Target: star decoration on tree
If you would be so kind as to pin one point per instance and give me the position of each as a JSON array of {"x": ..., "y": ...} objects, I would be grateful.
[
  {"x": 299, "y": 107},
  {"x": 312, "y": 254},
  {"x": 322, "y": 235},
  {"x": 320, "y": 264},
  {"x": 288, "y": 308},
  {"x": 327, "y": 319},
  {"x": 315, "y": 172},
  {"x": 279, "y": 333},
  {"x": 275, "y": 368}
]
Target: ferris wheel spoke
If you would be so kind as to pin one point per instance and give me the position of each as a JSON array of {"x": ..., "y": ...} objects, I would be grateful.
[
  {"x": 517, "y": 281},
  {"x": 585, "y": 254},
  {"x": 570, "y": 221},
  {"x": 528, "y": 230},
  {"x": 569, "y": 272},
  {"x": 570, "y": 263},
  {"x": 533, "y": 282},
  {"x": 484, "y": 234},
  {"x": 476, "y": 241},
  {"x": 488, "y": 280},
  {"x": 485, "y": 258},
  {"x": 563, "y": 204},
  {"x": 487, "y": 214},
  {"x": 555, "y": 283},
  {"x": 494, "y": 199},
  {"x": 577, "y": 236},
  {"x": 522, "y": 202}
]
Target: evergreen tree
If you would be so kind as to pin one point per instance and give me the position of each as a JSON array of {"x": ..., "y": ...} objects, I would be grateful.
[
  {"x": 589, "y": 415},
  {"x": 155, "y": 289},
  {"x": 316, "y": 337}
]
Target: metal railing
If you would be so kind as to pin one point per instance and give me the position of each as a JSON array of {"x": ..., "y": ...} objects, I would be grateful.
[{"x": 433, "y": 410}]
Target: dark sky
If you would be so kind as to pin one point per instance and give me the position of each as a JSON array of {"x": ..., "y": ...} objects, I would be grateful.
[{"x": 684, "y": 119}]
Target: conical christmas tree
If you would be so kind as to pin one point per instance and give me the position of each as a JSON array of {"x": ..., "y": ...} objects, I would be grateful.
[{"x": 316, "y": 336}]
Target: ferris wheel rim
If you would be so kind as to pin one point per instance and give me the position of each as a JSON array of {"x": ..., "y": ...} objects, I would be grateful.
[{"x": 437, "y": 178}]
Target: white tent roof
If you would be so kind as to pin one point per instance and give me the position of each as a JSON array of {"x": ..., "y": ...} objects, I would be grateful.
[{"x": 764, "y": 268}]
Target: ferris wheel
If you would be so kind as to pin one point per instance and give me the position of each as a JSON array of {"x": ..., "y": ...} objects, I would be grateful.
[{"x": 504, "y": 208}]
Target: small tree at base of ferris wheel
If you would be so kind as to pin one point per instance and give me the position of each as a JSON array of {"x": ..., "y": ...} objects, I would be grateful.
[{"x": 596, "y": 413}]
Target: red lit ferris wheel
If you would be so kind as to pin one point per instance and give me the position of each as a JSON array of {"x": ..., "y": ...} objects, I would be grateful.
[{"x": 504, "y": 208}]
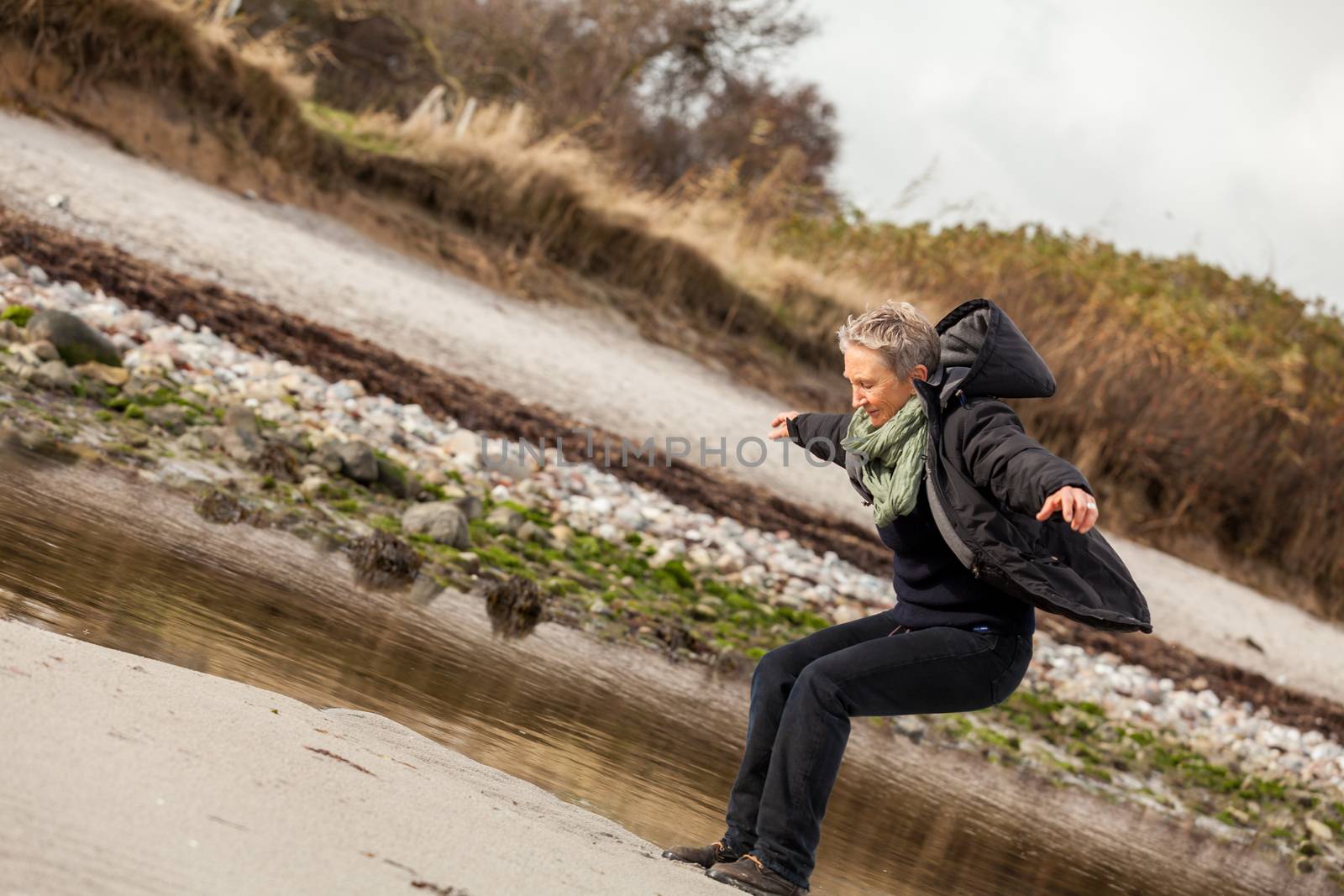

★ ★ ★ ★ ★ ★ ★

What to produce: Count the lines of the material above that contain the string "tree", treating uppercase and lowercase as different. Give only the number.

Task answer: 4